== Activity ==
Write the data out again, word for word.

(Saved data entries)
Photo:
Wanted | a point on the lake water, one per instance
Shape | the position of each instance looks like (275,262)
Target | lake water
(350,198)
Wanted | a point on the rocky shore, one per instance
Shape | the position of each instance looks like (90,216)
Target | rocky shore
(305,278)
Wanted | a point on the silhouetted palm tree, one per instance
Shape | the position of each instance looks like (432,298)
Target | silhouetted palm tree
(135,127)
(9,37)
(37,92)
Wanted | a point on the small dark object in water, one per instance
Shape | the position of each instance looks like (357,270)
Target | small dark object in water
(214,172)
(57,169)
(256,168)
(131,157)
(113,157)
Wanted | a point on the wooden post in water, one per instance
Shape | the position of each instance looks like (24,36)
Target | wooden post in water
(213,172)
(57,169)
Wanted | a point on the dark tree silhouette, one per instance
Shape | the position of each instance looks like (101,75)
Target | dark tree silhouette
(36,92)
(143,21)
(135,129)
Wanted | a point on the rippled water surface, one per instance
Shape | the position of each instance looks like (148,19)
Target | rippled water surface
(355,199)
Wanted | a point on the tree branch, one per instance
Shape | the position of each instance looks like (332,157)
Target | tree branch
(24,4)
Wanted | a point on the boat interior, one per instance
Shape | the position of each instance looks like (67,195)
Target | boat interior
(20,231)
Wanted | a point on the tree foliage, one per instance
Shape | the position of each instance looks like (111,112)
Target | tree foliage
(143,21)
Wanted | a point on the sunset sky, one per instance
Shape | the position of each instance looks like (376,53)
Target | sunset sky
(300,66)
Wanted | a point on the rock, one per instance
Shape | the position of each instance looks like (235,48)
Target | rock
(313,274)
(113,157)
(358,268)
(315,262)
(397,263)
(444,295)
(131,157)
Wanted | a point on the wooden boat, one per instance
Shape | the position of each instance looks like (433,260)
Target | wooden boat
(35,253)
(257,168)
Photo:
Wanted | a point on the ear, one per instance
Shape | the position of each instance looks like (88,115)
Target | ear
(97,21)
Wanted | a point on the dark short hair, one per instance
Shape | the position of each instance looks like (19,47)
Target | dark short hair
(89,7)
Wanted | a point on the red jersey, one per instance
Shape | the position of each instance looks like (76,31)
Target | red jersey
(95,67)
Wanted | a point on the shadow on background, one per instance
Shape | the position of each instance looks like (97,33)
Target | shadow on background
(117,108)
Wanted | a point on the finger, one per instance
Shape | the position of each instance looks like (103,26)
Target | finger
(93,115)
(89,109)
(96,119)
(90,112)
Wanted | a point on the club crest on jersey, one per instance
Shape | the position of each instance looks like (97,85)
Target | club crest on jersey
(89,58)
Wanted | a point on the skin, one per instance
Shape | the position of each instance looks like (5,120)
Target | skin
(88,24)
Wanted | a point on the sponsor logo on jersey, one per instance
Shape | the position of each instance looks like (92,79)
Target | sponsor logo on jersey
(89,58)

== Response to this task ==
Photo:
Wanted | a point on the lake water, one per instance
Shape | the position of each instance looks like (275,262)
Target | lake water
(350,198)
Wanted | a point on the rocky shore, one per instance
Shape | the position of each instance looks like (90,216)
Target | rocky shore
(305,278)
Wanted | a point on the silhouetted palm tree, one per instance
Shape | the position of each instance looks like (432,298)
Target | silhouetted palm tree
(135,127)
(9,37)
(37,92)
Wanted | a point on the small dark object in water, one per instance
Shape | the position of each instance looks like (357,270)
Target | small dark object in water
(214,172)
(57,169)
(256,168)
(131,157)
(113,157)
Wanted | a point on the wooden post in water, one per instance
Shape | the position of each instance looks like (24,36)
Target | wooden post in water
(213,172)
(57,169)
Wanted | a point on the dark tree silhouette, one per instance
Shape | the position of each instance looks like (101,75)
Target | dark tree silhouette
(36,92)
(143,21)
(135,129)
Wanted | a point on the rippled water surface, one per instance
Shape | the position of each instance looks like (148,19)
Target | rippled water surface
(355,199)
Wanted | a point on the tree branch, one per instance
Shape | the position of each instance looks like (332,157)
Target | tree branch
(24,4)
Wanted | a point on the boat interior, one per instance
Shape | the position of each instance looks like (67,195)
Target | boat interior
(20,231)
Wanted | a point on the tree foliage, one per instance
Shape | the position of each instance looks like (111,112)
Target | tree foliage
(143,21)
Wanted | a point on the sunset sky, one per instance
Shape | the position of each instance looks like (376,53)
Target | sunset sky
(300,66)
Wanted | a point on the rock, one per instance
Shape | the position of each instance looks like (235,48)
Target | rock
(313,274)
(113,157)
(358,268)
(315,262)
(397,263)
(444,295)
(131,157)
Wanted | a point on the wooden boat, one per instance
Shape | the position of each instance looks like (433,260)
Target | wooden boat
(35,253)
(257,168)
Photo:
Wanted | a point on the ear, one per instance
Shape | the position of each instance looks like (88,115)
Target | ear
(97,21)
Wanted | a point on the dark short hair, one per instance
Shape | the position of each instance looks like (19,47)
Target | dark short hair
(89,7)
Wanted | a point on the red jersey, one per instance
Shape | the position of each instance looks like (76,31)
Target | red jersey
(95,67)
Wanted | a point on the shadow on background, one per instance
Shape | the position of each instance looks like (97,33)
Target | shadow on background
(117,108)
Wanted | a point on the finger, one per instance
Shape | the position of each instance looks like (103,26)
Target | finger
(93,115)
(89,109)
(96,119)
(90,112)
Wanted | a point on the club crest on jersey, one per instance
Shape | the position of each instance looks like (97,85)
Target | club crest on jersey
(89,58)
Wanted | a point on the skin, one per instance
Shape | the position of each instance looks like (5,120)
Target | skin
(88,24)
Wanted | a point on the sponsor logo on jersey, one per instance
Shape | the position of each instance looks like (92,79)
Target | sponsor logo on jersey
(89,58)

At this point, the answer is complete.